:: Work required ::
The response must contain each line of the material that holds "gear".

*** Opening of Data excerpts ***

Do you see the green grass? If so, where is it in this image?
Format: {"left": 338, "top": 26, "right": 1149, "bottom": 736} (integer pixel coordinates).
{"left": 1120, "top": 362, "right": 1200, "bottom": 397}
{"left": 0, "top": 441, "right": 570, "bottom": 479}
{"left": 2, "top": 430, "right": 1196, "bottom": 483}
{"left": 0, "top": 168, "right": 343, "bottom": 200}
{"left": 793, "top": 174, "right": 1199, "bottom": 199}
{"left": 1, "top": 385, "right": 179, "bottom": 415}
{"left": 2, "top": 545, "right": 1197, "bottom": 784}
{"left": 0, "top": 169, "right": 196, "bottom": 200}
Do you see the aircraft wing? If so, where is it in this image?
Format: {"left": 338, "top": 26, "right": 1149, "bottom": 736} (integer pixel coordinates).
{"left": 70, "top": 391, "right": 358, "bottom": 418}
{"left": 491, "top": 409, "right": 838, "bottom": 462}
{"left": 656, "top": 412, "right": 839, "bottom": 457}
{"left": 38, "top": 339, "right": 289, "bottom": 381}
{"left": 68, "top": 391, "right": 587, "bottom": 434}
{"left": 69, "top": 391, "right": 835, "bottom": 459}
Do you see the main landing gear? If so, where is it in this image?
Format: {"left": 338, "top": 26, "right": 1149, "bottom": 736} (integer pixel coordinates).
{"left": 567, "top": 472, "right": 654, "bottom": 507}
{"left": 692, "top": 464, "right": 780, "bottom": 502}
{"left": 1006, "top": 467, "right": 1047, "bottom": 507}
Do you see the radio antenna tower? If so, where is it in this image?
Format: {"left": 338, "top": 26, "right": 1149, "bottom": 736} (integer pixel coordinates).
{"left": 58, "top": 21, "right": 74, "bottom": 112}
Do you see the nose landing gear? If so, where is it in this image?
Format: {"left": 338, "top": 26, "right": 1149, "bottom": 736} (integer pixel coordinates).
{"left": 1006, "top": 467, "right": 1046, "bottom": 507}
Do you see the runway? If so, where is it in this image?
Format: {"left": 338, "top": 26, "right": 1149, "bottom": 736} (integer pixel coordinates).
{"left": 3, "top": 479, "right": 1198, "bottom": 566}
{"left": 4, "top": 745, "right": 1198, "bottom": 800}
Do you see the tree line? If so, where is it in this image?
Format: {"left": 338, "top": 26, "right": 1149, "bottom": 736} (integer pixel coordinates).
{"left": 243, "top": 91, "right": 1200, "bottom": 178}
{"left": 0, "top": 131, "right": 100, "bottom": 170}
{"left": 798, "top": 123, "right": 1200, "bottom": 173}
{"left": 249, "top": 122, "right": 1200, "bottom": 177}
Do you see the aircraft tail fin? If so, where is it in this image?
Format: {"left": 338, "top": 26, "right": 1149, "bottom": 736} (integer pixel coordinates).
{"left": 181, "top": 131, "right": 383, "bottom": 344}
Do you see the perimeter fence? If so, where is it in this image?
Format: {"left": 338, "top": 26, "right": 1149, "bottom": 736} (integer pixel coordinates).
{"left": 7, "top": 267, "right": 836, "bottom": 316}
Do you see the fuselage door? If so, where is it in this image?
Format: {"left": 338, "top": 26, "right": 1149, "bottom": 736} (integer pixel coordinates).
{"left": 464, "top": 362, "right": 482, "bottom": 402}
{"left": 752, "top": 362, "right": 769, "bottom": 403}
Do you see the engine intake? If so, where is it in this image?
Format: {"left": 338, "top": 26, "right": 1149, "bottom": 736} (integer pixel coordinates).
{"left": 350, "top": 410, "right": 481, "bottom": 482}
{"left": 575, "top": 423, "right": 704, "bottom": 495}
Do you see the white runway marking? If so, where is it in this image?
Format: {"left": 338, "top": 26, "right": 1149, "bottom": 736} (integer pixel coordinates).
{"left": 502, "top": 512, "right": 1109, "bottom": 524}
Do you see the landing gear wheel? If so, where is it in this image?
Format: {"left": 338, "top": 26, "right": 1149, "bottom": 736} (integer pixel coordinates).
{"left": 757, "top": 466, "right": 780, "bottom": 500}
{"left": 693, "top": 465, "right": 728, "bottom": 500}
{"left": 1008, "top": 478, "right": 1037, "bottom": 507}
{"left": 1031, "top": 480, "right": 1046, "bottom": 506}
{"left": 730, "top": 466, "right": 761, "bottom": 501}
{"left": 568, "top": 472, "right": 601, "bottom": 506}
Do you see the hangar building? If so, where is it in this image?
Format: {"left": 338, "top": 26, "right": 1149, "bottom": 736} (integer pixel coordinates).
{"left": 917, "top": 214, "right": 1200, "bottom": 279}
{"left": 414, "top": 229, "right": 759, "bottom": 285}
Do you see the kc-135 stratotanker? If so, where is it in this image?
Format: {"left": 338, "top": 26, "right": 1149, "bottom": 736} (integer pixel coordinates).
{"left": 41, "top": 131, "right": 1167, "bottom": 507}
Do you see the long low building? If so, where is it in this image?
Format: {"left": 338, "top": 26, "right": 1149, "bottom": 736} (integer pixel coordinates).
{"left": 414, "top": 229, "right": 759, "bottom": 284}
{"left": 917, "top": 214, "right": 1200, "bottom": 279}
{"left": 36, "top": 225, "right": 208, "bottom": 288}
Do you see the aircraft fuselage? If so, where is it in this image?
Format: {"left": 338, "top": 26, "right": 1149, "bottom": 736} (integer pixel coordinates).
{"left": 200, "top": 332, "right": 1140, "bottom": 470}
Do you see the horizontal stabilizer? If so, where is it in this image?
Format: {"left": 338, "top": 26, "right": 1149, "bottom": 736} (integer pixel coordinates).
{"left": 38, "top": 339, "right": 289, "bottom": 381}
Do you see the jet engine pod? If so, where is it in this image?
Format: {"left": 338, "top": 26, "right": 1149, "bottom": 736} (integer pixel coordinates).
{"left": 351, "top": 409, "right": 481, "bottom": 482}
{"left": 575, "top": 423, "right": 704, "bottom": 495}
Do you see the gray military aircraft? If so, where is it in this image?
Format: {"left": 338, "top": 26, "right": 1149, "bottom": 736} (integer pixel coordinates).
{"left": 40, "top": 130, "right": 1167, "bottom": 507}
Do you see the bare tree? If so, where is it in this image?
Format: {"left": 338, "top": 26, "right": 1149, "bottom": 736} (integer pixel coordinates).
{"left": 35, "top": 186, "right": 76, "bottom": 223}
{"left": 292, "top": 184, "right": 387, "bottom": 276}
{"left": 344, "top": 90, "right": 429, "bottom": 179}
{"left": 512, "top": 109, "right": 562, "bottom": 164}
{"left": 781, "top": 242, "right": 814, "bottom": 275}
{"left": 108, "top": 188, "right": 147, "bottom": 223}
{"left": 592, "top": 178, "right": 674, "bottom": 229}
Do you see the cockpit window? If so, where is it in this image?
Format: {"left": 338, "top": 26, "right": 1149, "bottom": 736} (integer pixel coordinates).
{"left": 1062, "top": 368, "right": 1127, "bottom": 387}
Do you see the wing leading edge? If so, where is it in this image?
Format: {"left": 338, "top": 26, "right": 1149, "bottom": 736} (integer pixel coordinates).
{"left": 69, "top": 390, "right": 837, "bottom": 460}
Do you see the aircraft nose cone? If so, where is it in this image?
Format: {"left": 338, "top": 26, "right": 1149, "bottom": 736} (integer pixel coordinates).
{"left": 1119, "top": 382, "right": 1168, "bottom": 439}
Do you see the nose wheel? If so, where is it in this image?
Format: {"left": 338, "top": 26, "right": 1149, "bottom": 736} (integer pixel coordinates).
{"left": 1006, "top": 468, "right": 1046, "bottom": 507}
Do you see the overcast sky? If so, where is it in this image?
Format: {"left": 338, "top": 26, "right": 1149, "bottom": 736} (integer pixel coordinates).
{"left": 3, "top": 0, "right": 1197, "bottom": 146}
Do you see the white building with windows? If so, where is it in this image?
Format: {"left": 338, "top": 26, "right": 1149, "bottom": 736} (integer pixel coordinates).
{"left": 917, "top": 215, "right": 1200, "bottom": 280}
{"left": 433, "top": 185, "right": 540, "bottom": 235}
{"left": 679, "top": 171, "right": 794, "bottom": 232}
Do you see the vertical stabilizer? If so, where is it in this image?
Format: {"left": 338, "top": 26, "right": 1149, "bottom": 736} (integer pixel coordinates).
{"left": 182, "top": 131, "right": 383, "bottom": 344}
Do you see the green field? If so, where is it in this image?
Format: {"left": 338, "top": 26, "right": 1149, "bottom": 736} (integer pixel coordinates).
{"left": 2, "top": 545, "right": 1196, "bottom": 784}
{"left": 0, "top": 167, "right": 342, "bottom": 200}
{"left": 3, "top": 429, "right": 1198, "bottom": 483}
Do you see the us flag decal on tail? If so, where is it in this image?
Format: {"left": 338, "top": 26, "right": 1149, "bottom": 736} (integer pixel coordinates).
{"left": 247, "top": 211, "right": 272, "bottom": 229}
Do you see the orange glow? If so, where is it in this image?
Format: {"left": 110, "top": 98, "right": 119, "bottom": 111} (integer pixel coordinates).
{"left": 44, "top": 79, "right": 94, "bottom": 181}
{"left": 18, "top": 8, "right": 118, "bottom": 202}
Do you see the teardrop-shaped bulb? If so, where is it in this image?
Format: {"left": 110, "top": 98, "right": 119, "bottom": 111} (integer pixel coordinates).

*** Close of Data excerpts ***

:: Exercise answer ::
Do you see the main landing gear? If so, where is it in this image?
Do you see the nose landing gear? If so, where is it in this image?
Do you see the landing gear wheel? If so, where is it in this image?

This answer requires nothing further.